- _Records_

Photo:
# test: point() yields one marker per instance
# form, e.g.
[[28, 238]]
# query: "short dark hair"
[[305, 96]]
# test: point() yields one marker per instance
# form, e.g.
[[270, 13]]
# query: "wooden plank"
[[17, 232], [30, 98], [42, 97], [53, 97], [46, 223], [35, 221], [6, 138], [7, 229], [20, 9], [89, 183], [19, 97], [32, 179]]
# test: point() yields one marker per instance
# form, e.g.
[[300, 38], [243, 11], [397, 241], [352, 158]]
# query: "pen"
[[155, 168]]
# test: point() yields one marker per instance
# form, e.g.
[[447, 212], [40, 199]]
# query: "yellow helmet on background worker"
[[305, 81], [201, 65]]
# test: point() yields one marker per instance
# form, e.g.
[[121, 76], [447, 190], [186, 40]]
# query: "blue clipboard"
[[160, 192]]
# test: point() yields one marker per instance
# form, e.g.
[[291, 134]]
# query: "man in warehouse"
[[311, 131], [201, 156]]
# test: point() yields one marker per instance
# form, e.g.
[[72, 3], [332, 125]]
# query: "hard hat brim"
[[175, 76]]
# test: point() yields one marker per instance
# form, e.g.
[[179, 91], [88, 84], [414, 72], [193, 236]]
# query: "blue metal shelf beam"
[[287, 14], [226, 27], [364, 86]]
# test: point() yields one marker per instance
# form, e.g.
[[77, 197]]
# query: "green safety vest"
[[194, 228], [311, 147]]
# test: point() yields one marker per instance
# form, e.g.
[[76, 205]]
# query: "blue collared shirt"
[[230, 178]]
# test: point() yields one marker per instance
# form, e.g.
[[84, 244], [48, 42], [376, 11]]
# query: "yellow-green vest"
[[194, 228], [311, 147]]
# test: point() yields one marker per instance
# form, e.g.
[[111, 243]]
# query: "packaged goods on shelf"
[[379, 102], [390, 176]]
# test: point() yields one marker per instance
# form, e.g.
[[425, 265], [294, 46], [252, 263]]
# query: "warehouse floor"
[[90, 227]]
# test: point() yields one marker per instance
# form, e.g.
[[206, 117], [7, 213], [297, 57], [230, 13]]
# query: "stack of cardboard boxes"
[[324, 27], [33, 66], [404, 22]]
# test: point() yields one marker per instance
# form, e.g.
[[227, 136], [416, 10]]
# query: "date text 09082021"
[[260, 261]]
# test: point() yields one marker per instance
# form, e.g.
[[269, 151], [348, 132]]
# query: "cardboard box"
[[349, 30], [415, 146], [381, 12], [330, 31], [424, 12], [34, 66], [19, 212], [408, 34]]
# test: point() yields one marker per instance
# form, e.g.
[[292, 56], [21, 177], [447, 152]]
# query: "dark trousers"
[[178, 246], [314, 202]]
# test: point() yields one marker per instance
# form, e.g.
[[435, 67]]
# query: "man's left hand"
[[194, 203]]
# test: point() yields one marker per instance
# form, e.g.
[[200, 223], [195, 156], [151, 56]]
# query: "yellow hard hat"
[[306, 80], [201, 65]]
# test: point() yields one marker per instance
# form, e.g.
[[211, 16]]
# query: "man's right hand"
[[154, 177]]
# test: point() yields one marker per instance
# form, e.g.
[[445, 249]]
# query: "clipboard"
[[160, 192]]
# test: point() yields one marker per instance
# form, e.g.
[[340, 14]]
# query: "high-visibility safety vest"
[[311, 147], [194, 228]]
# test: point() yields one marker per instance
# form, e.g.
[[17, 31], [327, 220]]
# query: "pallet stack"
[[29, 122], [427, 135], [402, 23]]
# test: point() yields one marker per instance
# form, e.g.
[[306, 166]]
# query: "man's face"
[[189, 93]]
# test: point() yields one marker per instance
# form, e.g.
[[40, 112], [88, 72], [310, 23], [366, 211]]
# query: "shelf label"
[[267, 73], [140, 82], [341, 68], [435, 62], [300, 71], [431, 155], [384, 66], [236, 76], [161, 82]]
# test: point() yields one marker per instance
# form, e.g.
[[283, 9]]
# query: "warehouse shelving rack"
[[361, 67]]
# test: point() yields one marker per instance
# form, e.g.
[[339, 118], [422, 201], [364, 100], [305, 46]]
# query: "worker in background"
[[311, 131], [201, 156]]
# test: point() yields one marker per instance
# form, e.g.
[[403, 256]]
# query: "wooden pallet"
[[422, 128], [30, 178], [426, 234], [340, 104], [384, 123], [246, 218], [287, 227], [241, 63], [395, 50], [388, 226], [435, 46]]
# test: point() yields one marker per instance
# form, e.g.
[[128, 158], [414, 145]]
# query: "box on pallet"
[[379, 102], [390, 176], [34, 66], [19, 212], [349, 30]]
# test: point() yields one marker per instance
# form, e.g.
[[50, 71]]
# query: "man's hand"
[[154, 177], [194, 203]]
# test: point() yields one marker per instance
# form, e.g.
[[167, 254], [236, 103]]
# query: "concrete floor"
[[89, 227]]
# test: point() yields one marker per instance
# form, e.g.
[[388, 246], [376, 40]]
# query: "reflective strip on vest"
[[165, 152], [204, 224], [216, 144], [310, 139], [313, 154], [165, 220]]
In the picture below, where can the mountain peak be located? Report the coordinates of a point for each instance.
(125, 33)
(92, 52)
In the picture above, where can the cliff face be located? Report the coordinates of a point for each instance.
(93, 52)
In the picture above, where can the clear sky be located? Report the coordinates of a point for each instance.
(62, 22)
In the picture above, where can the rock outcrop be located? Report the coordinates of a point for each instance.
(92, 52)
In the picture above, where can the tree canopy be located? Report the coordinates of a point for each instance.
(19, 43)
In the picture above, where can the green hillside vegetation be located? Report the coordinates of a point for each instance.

- _The task_
Each entry above needs to be output exactly.

- _Exercise answer_
Photo:
# test: point() yields one marker per instance
# form, e.g.
[[28, 238]]
# query: "short dark hair"
[[305, 96]]
# test: point() yields one marker per instance
# form, e.g.
[[270, 13]]
# query: "wooden plank"
[[17, 232], [30, 98], [42, 97], [53, 97], [46, 223], [35, 221], [6, 138], [7, 229], [20, 9], [89, 183], [19, 97], [32, 179]]
# test: point() yields one marker per instance
# form, e.g.
[[300, 38], [243, 11], [397, 241], [352, 158]]
# query: "pen"
[[155, 168]]
# test: point() yields one marker per instance
# form, e.g.
[[447, 212], [40, 199]]
# query: "yellow helmet on background worker"
[[305, 81], [201, 65]]
# test: point() yields one marker per instance
# form, e.g.
[[121, 76], [447, 190], [186, 40]]
# query: "blue clipboard"
[[160, 192]]
# test: point() yields one marker per instance
# form, e.g.
[[291, 134]]
# query: "man in warehouse"
[[311, 131], [201, 156]]
# test: point() yields one marker per instance
# form, e.g.
[[72, 3], [332, 125]]
# query: "hard hat brim"
[[175, 76]]
# test: point() yields one marker per instance
# form, e.g.
[[179, 91], [88, 84], [414, 72], [193, 236]]
# query: "blue metal shelf beam"
[[287, 14], [226, 27], [364, 86]]
# test: point() yields one marker per instance
# form, e.g.
[[77, 197]]
# query: "green safety vest"
[[194, 228], [311, 147]]
# test: point() yields one marker per instance
# form, e.g.
[[76, 205]]
# query: "blue collared shirt"
[[230, 178]]
# test: point() yields one marker per instance
# form, e.g.
[[84, 244], [48, 42], [376, 11]]
# query: "yellow-green vest"
[[194, 228], [311, 147]]
# test: point() yields one marker per instance
# form, e.g.
[[111, 243]]
# query: "packaged goods on shelf"
[[379, 102], [390, 176]]
# test: point() yields one marker per instance
# form, e.g.
[[425, 265], [294, 46], [252, 263]]
# query: "warehouse floor"
[[90, 227]]
# test: point() yields one marker per instance
# form, e.g.
[[206, 117], [7, 213], [297, 57], [230, 13]]
# query: "stack of cardboard boxes"
[[324, 27], [33, 66], [404, 22]]
# test: point() yields one marker per instance
# form, e.g.
[[227, 136], [416, 10]]
# query: "date text 09082021"
[[260, 261]]
# test: point() yields one marker per instance
# form, e.g.
[[269, 151], [348, 132]]
# query: "cardboard box"
[[349, 30], [415, 146], [381, 12], [330, 31], [424, 12], [34, 66], [19, 212], [408, 34]]
# test: point() yields one marker per instance
# form, e.g.
[[292, 56], [21, 177], [447, 152]]
# query: "dark trousers"
[[178, 246], [314, 202]]
# test: point() yields one marker per instance
# form, e.g.
[[435, 67]]
# query: "man's left hand"
[[194, 203]]
# test: point() yields one marker per instance
# form, e.g.
[[200, 223], [195, 156], [151, 56]]
# query: "yellow hard hat"
[[306, 80], [201, 65]]
# test: point() yields one marker per instance
# form, e.g.
[[211, 16]]
# query: "man's right hand"
[[154, 177]]
# test: point() yields one marker per instance
# form, e.g.
[[445, 249]]
# query: "clipboard"
[[160, 192]]
# test: point() yields one marker per instance
# form, e.g.
[[340, 14]]
# query: "high-visibility safety vest"
[[311, 147], [194, 228]]
# test: point() yields one marker per instance
# form, e.g.
[[17, 31], [327, 220]]
# query: "pallet stack"
[[29, 122], [427, 135], [402, 23]]
# test: point() yields one marker per instance
# form, e.g.
[[306, 166]]
# query: "man's face"
[[189, 93]]
# test: point() yields one marker per instance
# form, e.g.
[[40, 112], [88, 72], [310, 23], [366, 211]]
# query: "shelf label"
[[267, 73], [140, 82], [341, 68], [435, 62], [300, 71], [431, 155], [384, 66], [236, 76], [161, 82]]
# test: point() yields one marker per instance
# form, e.g.
[[283, 9]]
# query: "warehouse shelving rack"
[[361, 67]]
# test: point() yields one marker per instance
# form, e.g.
[[339, 118], [422, 201], [364, 100], [305, 46]]
# query: "worker in background"
[[311, 131], [201, 156]]
# test: point() yields one marker per instance
# form, e.g.
[[403, 256]]
# query: "wooden pallet"
[[422, 128], [30, 178], [426, 234], [340, 104], [384, 123], [246, 218], [287, 227], [241, 63], [395, 50], [388, 226], [435, 46]]
# test: point() yields one marker per instance
# form, e.g.
[[128, 158], [414, 145]]
# query: "box on pallet"
[[379, 102], [390, 176], [34, 66], [19, 212], [349, 30]]
# test: point() yields one marker per instance
# form, e.g.
[[50, 71]]
# query: "man's hand"
[[154, 177], [194, 203]]
# test: point() yields one marker per instance
# form, e.g.
[[167, 254], [236, 103]]
# query: "concrete floor"
[[89, 227]]
# test: point() yields one marker per instance
# form, e.g.
[[388, 246], [376, 40]]
# query: "reflective strip on vest"
[[165, 152], [204, 224], [216, 144], [310, 139], [313, 154], [165, 220]]
In the picture below, where can the mountain peak be located? Report the coordinates of a point for each instance.
(125, 33)
(92, 52)
In the picture above, where can the cliff face be located? Report the coordinates of a point for each instance.
(93, 52)
In the picture above, where can the clear sky be located? Report the coordinates of a point for each instance.
(62, 22)
In the picture above, where can the rock outcrop be located? Report the coordinates of a point for each instance.
(92, 52)
In the picture above, where can the tree canopy be located? Report the coordinates of a point for each instance.
(19, 43)
In the picture above, where can the green hillside vegetation be located? Report the coordinates of a point for each instance.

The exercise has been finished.